TASK DIRECTIONS>
Start to finish, write out the entries exactly, leaving the pictures aside.

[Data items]
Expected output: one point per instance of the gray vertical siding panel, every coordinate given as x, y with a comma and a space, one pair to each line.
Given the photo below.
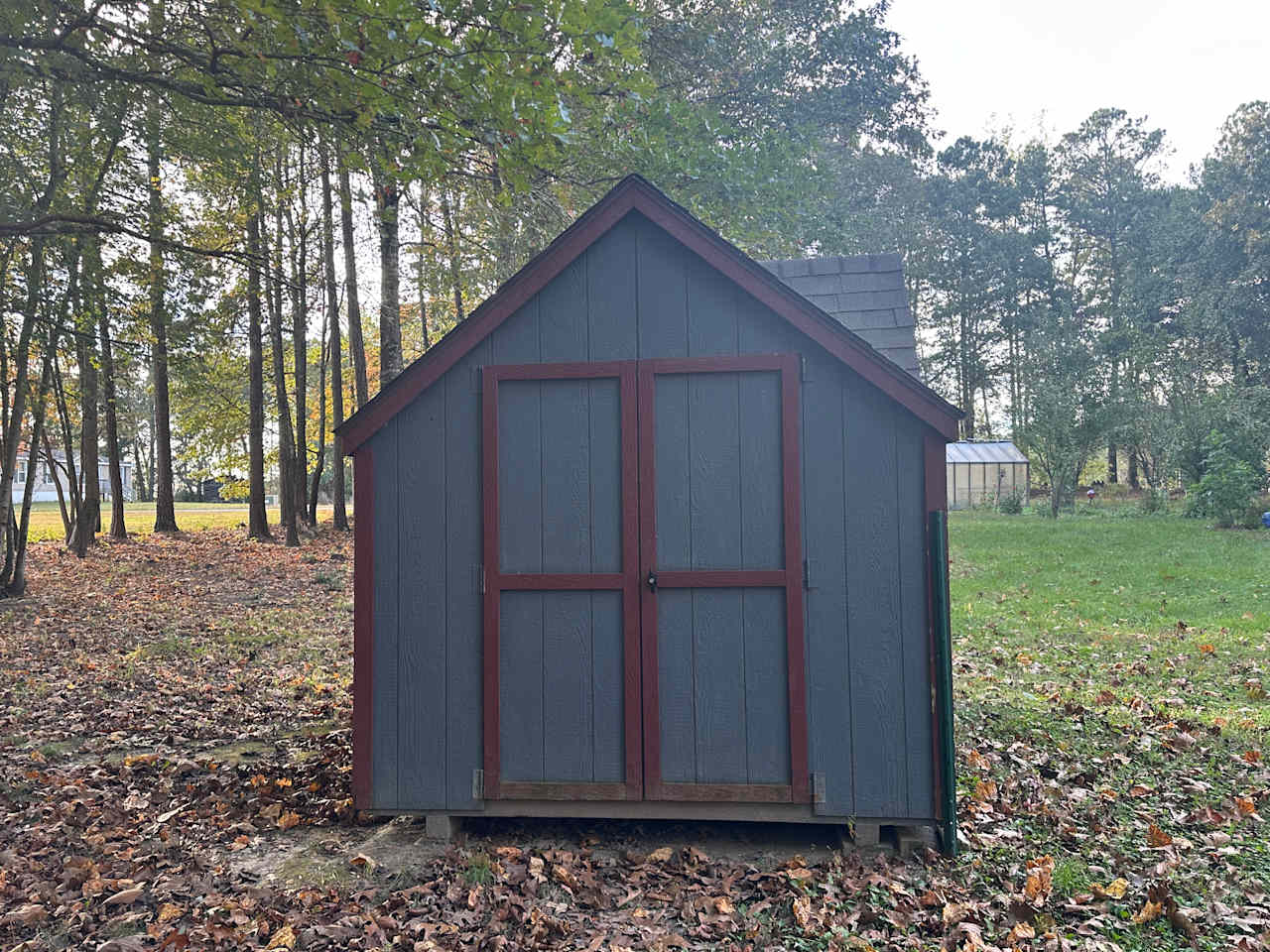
714, 470
517, 339
662, 294
606, 476
567, 526
521, 685
462, 544
607, 680
520, 476
767, 733
762, 499
386, 661
675, 649
711, 309
568, 719
719, 689
825, 490
873, 604
671, 454
760, 331
422, 579
563, 315
612, 295
910, 466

COMPLETED TASK>
Expected output: one point per instance of the gray vertical siding panel, every coordinate given as x, y with a comma and a space, one pair to each line.
Given the photo below.
714, 470
517, 339
662, 294
606, 476
567, 526
521, 685
462, 544
607, 680
520, 476
767, 733
762, 499
386, 661
675, 649
711, 309
568, 719
719, 689
825, 490
873, 604
671, 454
760, 331
422, 579
563, 315
612, 295
910, 466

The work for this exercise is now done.